What this task involves:
Collect the lines of the entries where "pixel" shows up.

Material provided:
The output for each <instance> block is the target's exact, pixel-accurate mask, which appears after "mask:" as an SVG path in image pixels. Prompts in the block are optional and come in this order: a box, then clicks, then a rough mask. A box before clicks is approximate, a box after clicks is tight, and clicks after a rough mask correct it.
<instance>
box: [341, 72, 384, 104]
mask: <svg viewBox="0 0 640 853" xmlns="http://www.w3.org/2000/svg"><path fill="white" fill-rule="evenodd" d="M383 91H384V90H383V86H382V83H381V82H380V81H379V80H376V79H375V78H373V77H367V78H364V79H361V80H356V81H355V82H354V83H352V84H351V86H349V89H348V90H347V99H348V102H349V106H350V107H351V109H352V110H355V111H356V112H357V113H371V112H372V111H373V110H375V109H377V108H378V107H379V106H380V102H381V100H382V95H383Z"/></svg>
--
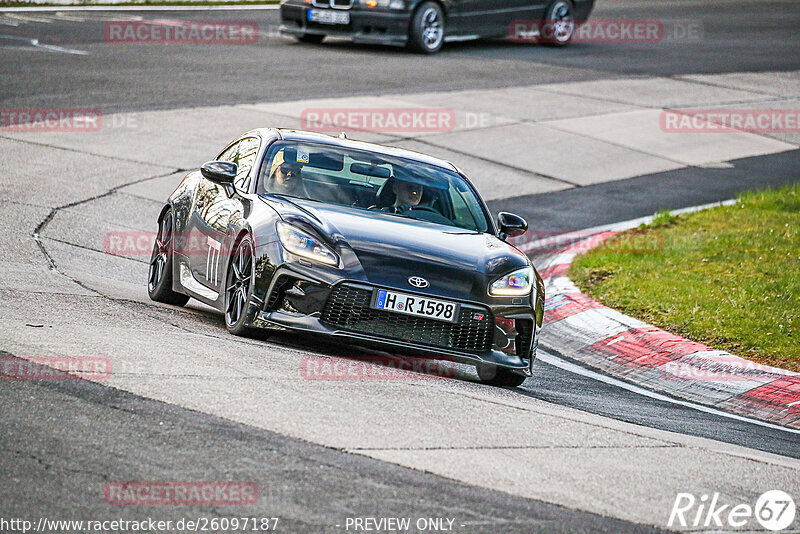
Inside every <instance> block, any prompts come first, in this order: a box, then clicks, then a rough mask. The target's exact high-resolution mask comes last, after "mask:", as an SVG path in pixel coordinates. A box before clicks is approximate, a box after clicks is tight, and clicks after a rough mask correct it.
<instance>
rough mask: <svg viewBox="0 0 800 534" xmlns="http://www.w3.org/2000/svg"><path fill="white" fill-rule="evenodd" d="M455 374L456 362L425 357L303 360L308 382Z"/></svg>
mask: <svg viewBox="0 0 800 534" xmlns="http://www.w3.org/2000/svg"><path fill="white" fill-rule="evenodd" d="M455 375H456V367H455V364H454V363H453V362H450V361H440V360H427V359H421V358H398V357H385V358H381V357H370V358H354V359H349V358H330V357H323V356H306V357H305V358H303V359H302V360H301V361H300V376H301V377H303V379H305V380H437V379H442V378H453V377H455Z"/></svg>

Reply to the exercise:
The output for each <instance> block is the target's exact, pixel-accurate mask, which appears after "mask:" as an SVG path in image pixels. Prompts in the block are optional and come in this order: a box, then clicks, then a rough mask. A box before clicks is approximate, a box after clicks is tight, and clicks after a rough mask correct it.
Inside every <instance> block, any prompts come first, in this order: a box, then clicks, then a rough mask. The target's exact high-resolution mask comes last, after "mask:", as an SVG path in pixel coordinates. A box before clicks is approximate, a box after clicks is tight, and clicks after a rough mask correct it.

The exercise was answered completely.